= Robert Clayton Maffett =

Confederate Army officer

Robert Clayton Maffett (about 1836 - April 26, 1865) was a colonel in the Confederate States Army during the American Civil War.

==Biography==
===Early life===
Maffett was born in Newberry County, South Carolina. The Maffetts are thought to have arrived in Newberry County in 1772 with a group of immigrants from County Antrim, Ireland, under the leadership of Reverend John Renwick of the Associate Reformed Presbyterian Church. They were part of the massive (25,000) group of landless Scots-Irish who left Ulster in the period 1771–1775 searching for religious freedom and economic opportunity. The Maffetts prospered in their new home and James H. Maffett (1795–1880), Robert's father, was a successful farmer and long-time member of the state legislature.

Robert Maffett's first wife, Ann Lavinia Gallman, died in 1860. He fathered a single child, Florence, who was born in 1856.

=== Civil War ===
With the outbreak of the Civil War, Maffett enrolled in the "Pickens Guards," (Company C of the 3rd South Carolina Volunteer Infantry Regiment) on April 14, 1861, at Frog Level (now Prosperity, South Carolina). He was elected captain. For much of the war, the regiment formed part of Kershaw's Brigade in McLaws' Division of the Army of Northern Virginia under General Robert E. Lee. Maffett and the regiment participated in no less than 28 major engagements. A full 45% (298) of its members were killed and another 698 wounded. Among those killed were six Maffetts from Newberry, South Carolina.

» TASK INSTRUCTIONS
1. Check each statement against the Maffett biography, and for each one answer yes or no, quoting the exact words of the biography that settle it.
(a) Maffett was born in Newberry County, South Carolina.
(b) Maffett fathered two children.
(c) Maffett enrolled in the Pickens Guards in 1862.
2. Update part of the Maffett biography, starting at the words "Confederate Army officer" and stopping after "American Civil War.". Write "commander" in place of "colonel".
The lines that come next aren't needed.

» GIVEN INFORMATION

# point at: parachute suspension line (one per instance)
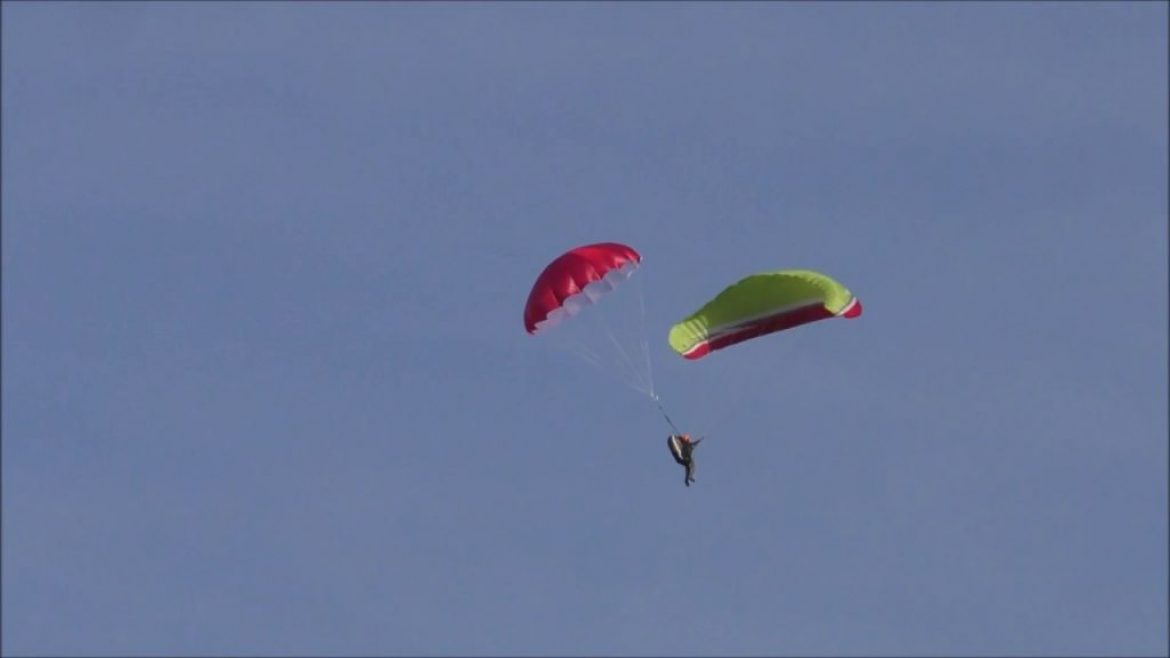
(658, 401)
(646, 343)
(631, 372)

» SOLUTIONS BY TASK
1.
(a) Yes: "Maffett was born in Newberry County, South Carolina."
(b) No: "He fathered a single child, Florence, who was born in 1856."
(c) No: "on April 14, 1861"

2.
Confederate Army officer

Robert Clayton Maffett (about 1836 - April 26, 1865) was a commander in the Confederate States Army during the American Civil War.